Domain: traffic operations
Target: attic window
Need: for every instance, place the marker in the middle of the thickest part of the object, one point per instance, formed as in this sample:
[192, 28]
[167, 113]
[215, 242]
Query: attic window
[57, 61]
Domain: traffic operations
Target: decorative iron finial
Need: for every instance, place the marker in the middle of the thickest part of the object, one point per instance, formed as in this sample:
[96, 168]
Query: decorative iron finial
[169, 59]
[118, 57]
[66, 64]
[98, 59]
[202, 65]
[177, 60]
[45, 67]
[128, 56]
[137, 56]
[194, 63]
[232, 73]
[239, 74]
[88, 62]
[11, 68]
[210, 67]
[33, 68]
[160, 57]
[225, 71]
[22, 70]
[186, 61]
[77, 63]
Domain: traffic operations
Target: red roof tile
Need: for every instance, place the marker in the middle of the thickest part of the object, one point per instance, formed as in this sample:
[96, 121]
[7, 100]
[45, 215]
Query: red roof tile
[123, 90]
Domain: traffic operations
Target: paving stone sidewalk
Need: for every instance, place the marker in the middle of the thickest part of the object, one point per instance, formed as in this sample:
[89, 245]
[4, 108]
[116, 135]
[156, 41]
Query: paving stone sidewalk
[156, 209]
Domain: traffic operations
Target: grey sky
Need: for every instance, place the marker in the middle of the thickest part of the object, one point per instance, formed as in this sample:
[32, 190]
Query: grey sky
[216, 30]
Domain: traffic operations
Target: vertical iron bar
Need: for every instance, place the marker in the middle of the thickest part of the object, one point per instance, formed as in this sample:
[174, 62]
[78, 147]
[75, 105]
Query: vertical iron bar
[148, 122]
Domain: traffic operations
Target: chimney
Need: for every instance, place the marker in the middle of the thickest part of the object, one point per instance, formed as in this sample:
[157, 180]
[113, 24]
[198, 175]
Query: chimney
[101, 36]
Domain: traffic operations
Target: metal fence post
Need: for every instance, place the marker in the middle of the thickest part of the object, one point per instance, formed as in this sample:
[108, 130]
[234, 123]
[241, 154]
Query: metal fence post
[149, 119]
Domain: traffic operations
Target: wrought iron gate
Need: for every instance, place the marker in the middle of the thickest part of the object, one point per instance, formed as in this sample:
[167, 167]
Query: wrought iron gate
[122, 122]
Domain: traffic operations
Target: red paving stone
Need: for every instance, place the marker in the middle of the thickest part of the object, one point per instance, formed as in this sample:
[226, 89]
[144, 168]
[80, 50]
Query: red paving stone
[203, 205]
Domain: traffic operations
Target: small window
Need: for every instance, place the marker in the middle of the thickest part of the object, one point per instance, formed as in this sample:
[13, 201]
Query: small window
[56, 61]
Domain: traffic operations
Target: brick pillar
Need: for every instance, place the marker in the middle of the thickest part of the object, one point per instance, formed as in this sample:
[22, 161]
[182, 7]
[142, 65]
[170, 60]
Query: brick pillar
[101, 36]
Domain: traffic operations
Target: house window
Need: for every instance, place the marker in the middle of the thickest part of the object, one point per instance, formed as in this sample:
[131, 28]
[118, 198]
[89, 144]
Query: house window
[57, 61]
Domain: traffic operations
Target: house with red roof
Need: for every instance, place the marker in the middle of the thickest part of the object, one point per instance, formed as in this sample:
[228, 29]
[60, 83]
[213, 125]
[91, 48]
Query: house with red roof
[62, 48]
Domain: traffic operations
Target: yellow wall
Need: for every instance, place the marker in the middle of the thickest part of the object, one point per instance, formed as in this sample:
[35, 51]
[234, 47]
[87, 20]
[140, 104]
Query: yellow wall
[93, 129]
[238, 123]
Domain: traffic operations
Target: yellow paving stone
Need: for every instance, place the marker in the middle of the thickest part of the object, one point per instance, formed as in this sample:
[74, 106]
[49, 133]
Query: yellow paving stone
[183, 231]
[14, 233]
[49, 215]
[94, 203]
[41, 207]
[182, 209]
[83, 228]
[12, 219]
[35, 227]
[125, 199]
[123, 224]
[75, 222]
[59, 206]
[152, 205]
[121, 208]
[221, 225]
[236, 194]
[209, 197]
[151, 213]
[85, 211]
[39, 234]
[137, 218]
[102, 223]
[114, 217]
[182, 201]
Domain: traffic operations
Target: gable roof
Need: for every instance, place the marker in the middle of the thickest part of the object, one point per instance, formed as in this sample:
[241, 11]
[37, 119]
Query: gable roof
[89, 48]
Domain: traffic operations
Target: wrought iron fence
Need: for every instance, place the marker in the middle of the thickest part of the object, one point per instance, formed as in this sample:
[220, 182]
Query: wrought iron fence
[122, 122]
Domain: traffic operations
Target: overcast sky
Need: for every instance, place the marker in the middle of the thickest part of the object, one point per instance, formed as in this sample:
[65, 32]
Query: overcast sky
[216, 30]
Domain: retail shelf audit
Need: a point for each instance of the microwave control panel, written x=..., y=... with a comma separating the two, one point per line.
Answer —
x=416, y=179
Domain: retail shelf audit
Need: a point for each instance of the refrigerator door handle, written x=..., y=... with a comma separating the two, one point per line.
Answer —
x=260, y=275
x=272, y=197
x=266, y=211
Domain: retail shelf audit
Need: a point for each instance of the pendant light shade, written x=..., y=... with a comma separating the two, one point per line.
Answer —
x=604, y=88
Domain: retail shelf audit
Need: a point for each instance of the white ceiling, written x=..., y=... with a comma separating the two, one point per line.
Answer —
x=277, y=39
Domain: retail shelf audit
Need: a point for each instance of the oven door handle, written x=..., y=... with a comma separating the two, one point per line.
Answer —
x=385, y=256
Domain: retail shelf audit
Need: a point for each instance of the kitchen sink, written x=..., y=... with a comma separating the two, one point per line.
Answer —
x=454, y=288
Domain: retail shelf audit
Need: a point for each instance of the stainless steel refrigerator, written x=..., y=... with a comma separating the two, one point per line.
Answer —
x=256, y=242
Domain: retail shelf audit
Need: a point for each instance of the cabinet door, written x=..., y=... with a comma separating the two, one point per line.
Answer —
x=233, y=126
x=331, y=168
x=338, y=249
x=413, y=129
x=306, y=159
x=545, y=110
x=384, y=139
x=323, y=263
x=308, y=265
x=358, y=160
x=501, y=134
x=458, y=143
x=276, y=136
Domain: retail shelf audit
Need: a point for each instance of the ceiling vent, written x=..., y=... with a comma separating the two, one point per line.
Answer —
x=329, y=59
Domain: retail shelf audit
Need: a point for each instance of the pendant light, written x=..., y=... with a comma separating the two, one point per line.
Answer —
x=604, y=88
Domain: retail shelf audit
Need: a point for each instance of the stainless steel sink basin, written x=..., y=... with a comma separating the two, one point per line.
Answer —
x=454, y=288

==========

* _Exercise aim_: The lines in the records above that include the word "each" must be copied out.

* _Response to the exercise_:
Need: a point for each instance of the microwave control panel, written x=..., y=... with a comma separating the two, one point per line.
Need: a point for each instance of the refrigerator door handle, written x=..., y=... with a comma separating the two, one point per line.
Need: a point for each instance of the pendant light shade, written x=..., y=... with a comma separating the two, one point per line.
Need: a point for each instance of the white ceiling, written x=..., y=... with a comma separating the two, one point per line.
Need: a point for each instance of the oven door handle, written x=..., y=... with a comma separating the two, one point per line.
Need: a point for each instance of the kitchen sink, written x=..., y=... with a comma separating the two, one point per line.
Need: a point for each instance of the stainless steel refrigerator, written x=..., y=... with a comma separating the two, one point per line.
Need: a point for each instance of the cabinet door, written x=..., y=... with a comma separating the two, one point per line.
Need: a point for each instance of the ceiling vent, written x=..., y=... with a comma separating the two, one point per line.
Need: a point for each instance of the pendant light, written x=..., y=... with a comma separating the two, one point per line.
Need: a point for each instance of the stainless steel sink basin, written x=..., y=... with a comma separating the two, one point per line.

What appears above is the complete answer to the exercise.